======== Input for this task
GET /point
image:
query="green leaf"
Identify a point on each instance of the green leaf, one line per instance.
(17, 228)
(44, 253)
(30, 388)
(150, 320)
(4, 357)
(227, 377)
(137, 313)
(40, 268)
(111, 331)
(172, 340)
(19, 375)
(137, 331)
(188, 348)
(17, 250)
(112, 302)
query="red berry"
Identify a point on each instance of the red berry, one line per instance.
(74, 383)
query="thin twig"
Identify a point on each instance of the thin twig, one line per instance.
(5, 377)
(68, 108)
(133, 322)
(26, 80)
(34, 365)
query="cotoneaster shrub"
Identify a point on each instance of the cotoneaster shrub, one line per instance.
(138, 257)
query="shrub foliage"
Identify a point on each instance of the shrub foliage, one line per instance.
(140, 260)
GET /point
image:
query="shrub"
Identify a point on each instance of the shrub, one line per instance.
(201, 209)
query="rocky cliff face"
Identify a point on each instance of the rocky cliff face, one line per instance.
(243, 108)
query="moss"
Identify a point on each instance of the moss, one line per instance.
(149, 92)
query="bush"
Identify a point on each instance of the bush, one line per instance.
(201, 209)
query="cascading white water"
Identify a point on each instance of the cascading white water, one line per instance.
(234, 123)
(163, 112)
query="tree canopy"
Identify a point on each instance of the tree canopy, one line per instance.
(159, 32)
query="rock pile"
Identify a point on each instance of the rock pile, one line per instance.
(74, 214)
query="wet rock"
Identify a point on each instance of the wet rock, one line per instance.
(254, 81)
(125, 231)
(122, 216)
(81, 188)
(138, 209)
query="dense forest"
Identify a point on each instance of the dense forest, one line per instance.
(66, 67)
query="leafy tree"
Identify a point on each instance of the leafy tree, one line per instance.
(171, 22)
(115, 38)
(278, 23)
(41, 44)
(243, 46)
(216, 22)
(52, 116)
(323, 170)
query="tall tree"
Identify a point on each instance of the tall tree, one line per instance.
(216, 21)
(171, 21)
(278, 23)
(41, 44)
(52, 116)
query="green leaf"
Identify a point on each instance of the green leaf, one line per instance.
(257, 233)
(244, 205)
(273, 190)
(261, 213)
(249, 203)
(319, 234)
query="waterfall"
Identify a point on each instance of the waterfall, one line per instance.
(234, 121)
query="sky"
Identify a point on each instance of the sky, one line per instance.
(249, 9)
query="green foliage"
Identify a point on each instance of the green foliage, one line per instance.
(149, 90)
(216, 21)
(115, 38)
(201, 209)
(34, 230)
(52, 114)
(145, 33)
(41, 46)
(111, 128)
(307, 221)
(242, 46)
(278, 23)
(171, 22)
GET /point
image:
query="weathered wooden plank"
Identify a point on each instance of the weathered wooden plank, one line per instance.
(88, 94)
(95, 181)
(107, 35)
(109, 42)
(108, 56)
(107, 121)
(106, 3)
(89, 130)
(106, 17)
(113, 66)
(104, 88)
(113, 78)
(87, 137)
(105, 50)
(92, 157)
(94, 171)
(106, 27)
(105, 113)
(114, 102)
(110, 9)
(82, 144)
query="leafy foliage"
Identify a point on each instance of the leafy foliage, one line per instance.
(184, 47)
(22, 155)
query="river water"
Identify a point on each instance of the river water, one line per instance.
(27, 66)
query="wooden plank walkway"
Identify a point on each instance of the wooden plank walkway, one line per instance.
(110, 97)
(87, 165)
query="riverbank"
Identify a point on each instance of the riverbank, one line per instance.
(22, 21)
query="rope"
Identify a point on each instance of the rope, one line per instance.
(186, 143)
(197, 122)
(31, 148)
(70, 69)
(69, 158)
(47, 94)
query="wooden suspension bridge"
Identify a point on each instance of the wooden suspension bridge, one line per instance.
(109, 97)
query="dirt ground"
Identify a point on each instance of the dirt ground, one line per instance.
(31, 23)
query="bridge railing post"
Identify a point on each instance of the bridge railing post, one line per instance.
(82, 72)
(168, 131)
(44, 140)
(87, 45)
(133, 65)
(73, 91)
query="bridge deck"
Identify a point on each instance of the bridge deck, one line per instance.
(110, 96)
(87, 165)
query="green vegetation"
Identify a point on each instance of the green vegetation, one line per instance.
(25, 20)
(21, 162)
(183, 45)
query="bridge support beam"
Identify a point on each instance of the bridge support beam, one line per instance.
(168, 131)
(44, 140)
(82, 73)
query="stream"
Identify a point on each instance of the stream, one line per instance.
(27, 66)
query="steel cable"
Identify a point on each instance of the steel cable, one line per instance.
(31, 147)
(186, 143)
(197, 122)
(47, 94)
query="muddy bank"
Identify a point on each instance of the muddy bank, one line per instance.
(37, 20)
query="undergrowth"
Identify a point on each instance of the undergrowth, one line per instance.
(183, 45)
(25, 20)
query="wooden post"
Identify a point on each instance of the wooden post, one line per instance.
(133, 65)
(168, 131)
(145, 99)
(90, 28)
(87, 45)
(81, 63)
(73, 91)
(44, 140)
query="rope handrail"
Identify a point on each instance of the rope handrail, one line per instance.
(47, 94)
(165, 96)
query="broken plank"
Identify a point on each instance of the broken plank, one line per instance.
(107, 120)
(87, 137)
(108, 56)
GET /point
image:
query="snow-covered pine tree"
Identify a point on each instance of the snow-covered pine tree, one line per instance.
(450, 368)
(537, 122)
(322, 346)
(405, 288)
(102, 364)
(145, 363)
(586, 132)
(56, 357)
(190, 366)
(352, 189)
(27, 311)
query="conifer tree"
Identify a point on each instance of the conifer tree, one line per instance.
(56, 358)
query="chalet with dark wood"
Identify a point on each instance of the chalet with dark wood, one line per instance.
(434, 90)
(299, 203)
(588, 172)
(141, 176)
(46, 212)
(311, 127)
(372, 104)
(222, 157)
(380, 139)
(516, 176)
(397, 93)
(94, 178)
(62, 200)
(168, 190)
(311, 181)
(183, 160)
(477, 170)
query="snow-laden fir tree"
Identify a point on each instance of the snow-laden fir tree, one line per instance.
================
### Try it
Would you please restate all of the entries exactly?

### Result for this task
GET /point
image:
query="green leaf"
Identify a point on each instance of the green leaf, one line per instance.
(17, 228)
(44, 253)
(30, 388)
(150, 320)
(4, 357)
(227, 377)
(137, 313)
(40, 268)
(111, 331)
(172, 340)
(19, 375)
(137, 331)
(188, 348)
(17, 250)
(112, 302)
query="red berry"
Identify a point on each instance of the red berry, one line per instance.
(74, 383)
query="thin twig"
Identify a point on each instance of the thin twig, one line per instance.
(5, 377)
(68, 108)
(133, 322)
(26, 80)
(34, 365)
query="cotoneaster shrub"
Identify a point on each instance of the cotoneaster shrub, one line per instance.
(138, 257)
query="shrub foliage"
Identify a point on each instance of the shrub foliage, one line per instance.
(140, 260)
GET /point
image:
query="shrub"
Identify a point on each instance of the shrub, one line per instance.
(201, 209)
query="rocky cliff face"
Identify a point on each instance of the rocky cliff face, one line per instance.
(243, 108)
query="moss"
Identify a point on each instance of the moss, one line per instance.
(149, 92)
query="bush"
Identify a point on each instance of the bush, one line per instance.
(201, 209)
query="cascading white water"
Identify a point on each instance of the cascading white water, one line per instance.
(234, 123)
(163, 112)
query="tree canopy"
Identify a point on each instance of the tree canopy, one line per instance.
(159, 32)
query="rock pile"
Identify a point on each instance of the rock pile, one line per instance.
(74, 214)
query="wet rock"
Identify a point on each instance of the wet rock, one line per instance.
(254, 81)
(125, 231)
(122, 216)
(81, 188)
(138, 209)
query="dense forest"
Identify a point on each instance of the dense forest, one line per instance.
(66, 67)
query="leafy tree"
Identify a point on each instance of the leafy tree, one line per instance.
(171, 22)
(115, 38)
(278, 23)
(41, 44)
(243, 46)
(216, 22)
(52, 116)
(323, 170)
query="tall tree"
Identify a point on each instance of the tall tree, one line per instance.
(216, 21)
(171, 21)
(278, 23)
(41, 44)
(52, 116)
query="green leaf"
Identify a point on each instance of the green leaf, one line per instance.
(257, 233)
(244, 205)
(273, 190)
(261, 213)
(249, 203)
(319, 234)
query="waterfall"
Identify a point on each instance of the waterfall, one line per instance.
(234, 121)
query="sky"
Identify a point on each instance of the sky, one line per instance.
(249, 9)
query="green foliage"
Identify a point on each instance of the green foliage, one line per instance.
(149, 90)
(216, 21)
(115, 38)
(201, 209)
(34, 230)
(52, 114)
(145, 33)
(41, 46)
(111, 128)
(307, 221)
(242, 46)
(278, 23)
(171, 22)
GET /point
image:
query="weathered wooden plank"
Identify a point on each instance of the weathered wooden plank, one line per instance.
(88, 94)
(95, 181)
(107, 35)
(109, 42)
(108, 56)
(107, 121)
(106, 3)
(89, 130)
(106, 17)
(113, 66)
(104, 88)
(113, 78)
(87, 137)
(105, 50)
(92, 157)
(94, 171)
(106, 27)
(105, 113)
(114, 102)
(110, 9)
(82, 144)
query="leafy foliage"
Identify a point on each instance of the leafy foliage, one line per instance.
(184, 47)
(22, 155)
query="river water"
Identify a point on each instance of the river water, one line per instance.
(27, 66)
query="wooden plank walkway"
Identify a point on each instance of the wooden plank walkway, one line per instance.
(110, 97)
(87, 165)
query="riverbank"
Identify a point on each instance of the riverbank, one line per instance.
(22, 21)
query="rope"
Identify a point on each instance of the rope, one line per instance.
(186, 143)
(197, 122)
(31, 148)
(70, 69)
(69, 158)
(47, 94)
query="wooden suspension bridge"
Identify a point on each instance of the wooden suspension bridge, one line per instance.
(109, 97)
query="dirt ground"
Identify a point on each instance of the dirt ground, one line per instance.
(31, 23)
query="bridge railing post"
Identify a point on each instance of the bridge railing post, one line per instance.
(82, 72)
(168, 131)
(44, 140)
(87, 45)
(133, 65)
(73, 91)
query="bridge deck"
Identify a point on each instance of the bridge deck, one line per instance.
(110, 96)
(87, 165)
query="green vegetation"
Identify a point on each instance of the green vegetation, one line per instance.
(25, 20)
(21, 162)
(183, 45)
query="bridge support beam"
Identify a point on each instance of the bridge support beam, one line per instance.
(168, 131)
(44, 140)
(82, 73)
query="stream"
Identify a point on each instance of the stream, one line per instance.
(27, 66)
query="steel cable"
Identify a point on each instance of the steel cable, one line per instance.
(31, 147)
(186, 143)
(197, 122)
(47, 94)
query="muddy bank"
Identify a point on each instance of the muddy bank, one line per instance.
(37, 20)
query="undergrowth"
Identify a point on each instance of the undergrowth, one line per instance.
(183, 45)
(25, 20)
query="wooden post"
Identify a point on each instance of the wooden post, one line per instance.
(133, 65)
(168, 131)
(145, 99)
(90, 28)
(87, 45)
(81, 63)
(73, 91)
(44, 140)
query="rope handrail"
Identify a point on each instance of the rope handrail, one line per instance.
(47, 94)
(165, 96)
query="broken plank"
Identify a point on each instance of the broken plank, one line per instance.
(107, 120)
(87, 137)
(108, 56)
GET /point
image:
query="snow-covered pine tree"
Identify a point on each instance of the snow-covered pine tree, one line per instance.
(450, 368)
(537, 122)
(322, 346)
(405, 288)
(102, 364)
(145, 363)
(586, 132)
(56, 357)
(190, 366)
(352, 189)
(27, 311)
query="conifer tree"
Identify a point on each instance of the conifer tree, one line per instance.
(56, 358)
query="chalet with dark wood"
Identify a point on each instance of the chalet with dark wood, one line per instance.
(434, 90)
(299, 203)
(588, 172)
(141, 176)
(46, 212)
(311, 127)
(372, 104)
(222, 157)
(380, 139)
(516, 176)
(397, 93)
(94, 178)
(62, 200)
(168, 190)
(311, 181)
(183, 160)
(477, 170)
query="snow-laden fir tree"
Identify a point on each instance of the snow-laden fir tree, one line per instance.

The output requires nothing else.